## TASKS
1. According to the text about the Tully Lough Cross, how high is the cross's reconstruction?
2. Please list everything that the text about the Tully Lough Cross says connects the cross's sheets.
3. Carry on the text about the Tully Lough Cross from where it stops.

## TEXT PASSAGE
_ _ _ _ _ _ _

The Tully Lough Cross was broken up into a number of pieces. Its reconstruction is 127 cm high and 43.8 cm wide. It unknown whether it was dismantled before it was deposited in the lake or whether it broke on first impact with the lough bed, or disintegrated due to centuries of wear. Archeologists estimate that it was hidden around the mid-12th century, during the Irish Church reform.

It was commissioned as either an altar or ceremonial processional cross. It was built from an oak core lined with plain tinned copper-alloy (bronze) sheets forming the upright arms and crosspiece. Tinned sheets were added to add a sheen reminiscent of silver. These sheets are connected by tubular binding strips and at the middle by a halved joint, an iron nail, and bronze fittings shaped as animal heads. It contains a number of gilt pyramidal and circular bosses and mounts. It contains about twenty surviving bronze panels, many of which are highly decorated with ornate patterns and designs influenced by the late Iron Age La Tène style. Three contain interlace, and the two figurative panels, at the top of the upper arm and halfway down between the crosspiece and base, have openwork. The reverse is less decorated but does contain bosses and mounts.

_ _ _ _ _ _ _

## MATERIAL PROVIDED
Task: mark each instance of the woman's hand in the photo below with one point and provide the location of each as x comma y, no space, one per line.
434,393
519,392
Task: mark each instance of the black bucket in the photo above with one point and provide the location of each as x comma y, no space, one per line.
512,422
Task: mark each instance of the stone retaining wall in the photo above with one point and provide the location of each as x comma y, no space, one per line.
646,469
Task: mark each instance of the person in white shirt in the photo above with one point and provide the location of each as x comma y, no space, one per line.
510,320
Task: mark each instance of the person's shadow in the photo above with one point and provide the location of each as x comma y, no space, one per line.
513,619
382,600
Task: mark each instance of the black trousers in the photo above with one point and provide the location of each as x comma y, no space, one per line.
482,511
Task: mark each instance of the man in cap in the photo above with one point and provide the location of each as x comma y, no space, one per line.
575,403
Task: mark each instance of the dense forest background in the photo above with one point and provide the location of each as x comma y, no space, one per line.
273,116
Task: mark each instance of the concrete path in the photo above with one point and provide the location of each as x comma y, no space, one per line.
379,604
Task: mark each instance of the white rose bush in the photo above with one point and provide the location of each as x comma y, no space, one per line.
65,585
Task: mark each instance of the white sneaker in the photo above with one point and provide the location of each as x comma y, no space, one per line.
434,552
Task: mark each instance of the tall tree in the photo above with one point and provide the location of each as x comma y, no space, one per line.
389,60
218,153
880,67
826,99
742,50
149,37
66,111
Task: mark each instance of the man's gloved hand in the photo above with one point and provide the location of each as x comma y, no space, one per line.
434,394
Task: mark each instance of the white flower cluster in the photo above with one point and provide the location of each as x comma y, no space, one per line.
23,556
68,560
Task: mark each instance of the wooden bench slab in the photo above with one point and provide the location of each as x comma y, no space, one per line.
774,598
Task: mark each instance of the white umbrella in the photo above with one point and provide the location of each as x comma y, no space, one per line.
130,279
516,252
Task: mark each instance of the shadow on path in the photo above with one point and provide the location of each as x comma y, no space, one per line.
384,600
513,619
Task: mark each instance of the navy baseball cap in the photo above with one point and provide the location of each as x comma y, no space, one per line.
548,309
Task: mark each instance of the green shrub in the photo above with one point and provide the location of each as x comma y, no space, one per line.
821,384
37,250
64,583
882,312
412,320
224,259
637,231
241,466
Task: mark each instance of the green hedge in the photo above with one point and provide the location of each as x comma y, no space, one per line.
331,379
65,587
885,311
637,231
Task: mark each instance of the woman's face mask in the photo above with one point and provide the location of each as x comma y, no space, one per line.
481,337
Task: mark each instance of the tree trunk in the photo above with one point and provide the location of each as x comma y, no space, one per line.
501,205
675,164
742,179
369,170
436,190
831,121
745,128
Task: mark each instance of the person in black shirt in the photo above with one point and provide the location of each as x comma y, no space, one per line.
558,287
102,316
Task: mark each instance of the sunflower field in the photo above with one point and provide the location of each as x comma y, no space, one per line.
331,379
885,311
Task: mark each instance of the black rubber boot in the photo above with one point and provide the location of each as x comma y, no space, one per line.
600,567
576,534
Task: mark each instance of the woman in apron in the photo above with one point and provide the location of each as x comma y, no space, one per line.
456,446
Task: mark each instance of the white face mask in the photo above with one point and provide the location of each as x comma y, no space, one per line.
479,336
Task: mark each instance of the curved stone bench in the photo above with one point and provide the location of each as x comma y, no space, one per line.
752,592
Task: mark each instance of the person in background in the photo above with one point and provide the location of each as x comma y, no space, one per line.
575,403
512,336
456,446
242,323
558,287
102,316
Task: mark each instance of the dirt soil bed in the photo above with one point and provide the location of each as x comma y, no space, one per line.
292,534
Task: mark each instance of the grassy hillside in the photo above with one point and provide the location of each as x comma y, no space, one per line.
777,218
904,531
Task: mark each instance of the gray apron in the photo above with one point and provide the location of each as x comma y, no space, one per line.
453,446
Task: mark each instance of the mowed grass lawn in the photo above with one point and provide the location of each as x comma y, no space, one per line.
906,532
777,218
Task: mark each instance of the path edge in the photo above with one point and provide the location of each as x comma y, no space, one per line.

_ _ _ _ _ _ _

## OUTPUTS BY TASK
1. 127 cm

2. tubular binding strips, a halved joint, an iron nail, bronze fittings shaped as animal heads

3.
The figurative panels are near-identical, with both showing a man dressed in a léine/tunic reaching beyond his knees, standing between two confronted animals, and may represent either the Nativity of Jesus as prophesied, according to some Christian interpretations, in Habakkuk 3:2 ("In the midst of two animals Thou shalt become known") or the biblical tale of Daniel in the lions' den. The man's eyes are closed in the upper panel but open in the lower arm.

==Irish processional crosses==
The cross bears a number of similarities to the 12th-century Cross of Cong, including its cusped cross-arms, elaborate glass studs, indicating that its basic form was in use for at least four centuries.

Although there is no other surviving Irish contemporary cross of this type, representations of the form can be found in some manuscript illustrations and high crosses, including the Ruthwell Cross found in Dumfriesshire, Scotland. The very similar Anglo-Saxon Cross of Saint Rupert is now in Bischofshofen, Austria. Unlike the Cross of Cong, it is not thought to have been intended to contain a relic. A very similar pyramidal mount was found in the West Midlands in England in 2014, and has also been dated to the 8th or 9th centuries.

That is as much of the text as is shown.